**SHORT EXERCISE 1**
In the patch review, rewrite the stretch from "s/enconding/encoding" through "Vim macro formletter)", swapping "hardware" for "firmware".
**SHORT EXERCISE 2**
Answer these questions from the patch review:
(a) Who wrote the quoted patch on January 17, 2023?
(b) According to the quoted patch, up to how many vCPUs does x2AVIC support?
(c) How many bits does the current GATag encoding use for the vCPU ID and for the VM ID?

**PAGE EXTRACT**
[BEGIN]
Re: [PATCH] KVM: SVM: Modify AVIC GATag to support max number of 512 vCPUs

From: Sean Christopherson
Date: Mon Feb 06 2023 - 16:56:24 EST


TL;DR: I'm going to post v2 of this along with some other fixes+hardening.

On Tue, Jan 17, 2023, Suravee Suthikulpanit wrote:
> AVIC GATag is managed by the SVM driver, and is used by the IOMMU driver

s/SVM driver/KVM

> to program the AMD IOMMU IRTE to provide reference back to SVM in case

s/SVM/KVM

We do sometimes use "VMX" and "SVM" to refer to KVM, but usually only when
differentiating betwen "KVM x86" and "KVM <vendor>". In most cases I don't think
it would matter, but in this particular case, since the GATag is kinda sorta
consumed by hardware, but IIUC is purely software-defined, knowing whether "SVM"
means "KVM" or "SVM the architecture" is an important distinction.

> the IOMMU cannot inject interrupt to the non-running vCPU. In such case,
> the IOMMU hardware notify the IOMMU driver by creating GALog entry with

Definitely a nit, but I would probably omit the info about the IOMMU driver. That
information matters if someone is trying to understand _all_ of the pieces, but
for this specific bug I think it just ends up introducing noise.

> the corresponded GATag. The IOMMU driver processes the GALog entry and
> notifies SVM to schedule in the target vCPU.
>
> Currently, SVM uses 8-bit vCPU ID and 24-bit VM ID to encode 32-bit GATag.
> Since x2AVIC supports upto 512 vCPUs, it requires to use at least 9-bit

"up to"

Nit, x2AVIC doesn't "require" anything. What matters is what KVM allows. I get
what you're saying, but I want to cleanly separate "what's allowed by the spec"
and "what does KVM actually do".

> vCPU ID.
>
> Therefore, modify the GATag enconding to use the number of bits required

s/enconding/encoding

> to support the maximum vCPUs.

Thank you for the explanation of how this all works! IIUC, this is missing one
key point though: the GATag is 100% software-defined and never interpreted by
hardware. I.e. KVM can shove whatever it wants into the tag.

And while I'm nitpicking, please lead with the "what". For the changelog as a whole,
some maintainers/subsystems prefer leading with the "why", but I strongly prefer that
changelogs state what the patch actually does and then provide the background/justification.

Copy-pasting a prior copy-paste (I really need to save this as a Vim macro formletter)

: To some extent, it's a personal preference, e.g. I
: find it easier to understand the details (why something is a problem) if I have
: the extra context of how a problem is fixed (or: what code was broken).
[END]
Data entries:
[BEGIN]
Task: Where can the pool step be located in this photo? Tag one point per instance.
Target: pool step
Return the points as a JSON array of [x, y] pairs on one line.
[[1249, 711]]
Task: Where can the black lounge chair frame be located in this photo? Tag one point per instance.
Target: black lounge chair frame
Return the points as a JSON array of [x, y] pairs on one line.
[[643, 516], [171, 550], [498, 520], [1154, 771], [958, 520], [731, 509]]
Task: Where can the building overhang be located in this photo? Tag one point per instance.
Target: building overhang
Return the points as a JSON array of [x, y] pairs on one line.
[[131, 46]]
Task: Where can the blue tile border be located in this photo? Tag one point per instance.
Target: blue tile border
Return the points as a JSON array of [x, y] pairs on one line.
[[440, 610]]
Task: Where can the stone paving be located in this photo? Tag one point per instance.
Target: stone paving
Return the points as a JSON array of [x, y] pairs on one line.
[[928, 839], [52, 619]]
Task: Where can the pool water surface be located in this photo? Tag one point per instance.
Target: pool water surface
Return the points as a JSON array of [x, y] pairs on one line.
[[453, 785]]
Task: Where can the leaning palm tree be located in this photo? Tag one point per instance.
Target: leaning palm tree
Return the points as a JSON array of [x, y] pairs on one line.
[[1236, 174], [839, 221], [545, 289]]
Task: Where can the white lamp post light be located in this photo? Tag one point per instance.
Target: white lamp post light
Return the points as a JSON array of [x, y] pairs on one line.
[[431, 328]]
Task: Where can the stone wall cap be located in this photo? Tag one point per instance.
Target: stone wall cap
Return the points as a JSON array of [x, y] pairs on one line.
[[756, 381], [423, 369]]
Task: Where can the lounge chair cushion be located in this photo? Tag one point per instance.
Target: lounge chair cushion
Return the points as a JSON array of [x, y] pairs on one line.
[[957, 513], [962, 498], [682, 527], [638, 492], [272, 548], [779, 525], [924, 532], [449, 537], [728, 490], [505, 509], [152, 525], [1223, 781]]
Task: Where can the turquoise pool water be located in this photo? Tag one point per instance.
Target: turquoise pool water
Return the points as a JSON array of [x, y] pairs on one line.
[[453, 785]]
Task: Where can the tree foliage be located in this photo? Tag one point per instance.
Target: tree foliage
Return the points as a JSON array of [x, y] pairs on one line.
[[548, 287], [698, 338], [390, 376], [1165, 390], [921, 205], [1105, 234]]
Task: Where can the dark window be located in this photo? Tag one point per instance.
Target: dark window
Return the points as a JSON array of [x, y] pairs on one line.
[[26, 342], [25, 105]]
[END]
**TASK RESPONSE 1**
s/enconding/encoding

> to support the maximum vCPUs.

Thank you for the explanation of how this all works! IIUC, this is missing one
key point though: the GATag is 100% software-defined and never interpreted by
firmware. I.e. KVM can shove whatever it wants into the tag.

And while I'm nitpicking, please lead with the "what". For the changelog as a whole,
some maintainers/subsystems prefer leading with the "why", but I strongly prefer that
changelogs state what the patch actually does and then provide the background/justification.

Copy-pasting a prior copy-paste (I really need to save this as a Vim macro formletter)

**TASK RESPONSE 2**
(a) Suravee Suthikulpanit
(b) 512 vCPUs
(c) 8 bits for the vCPU ID and 24 bits for the VM ID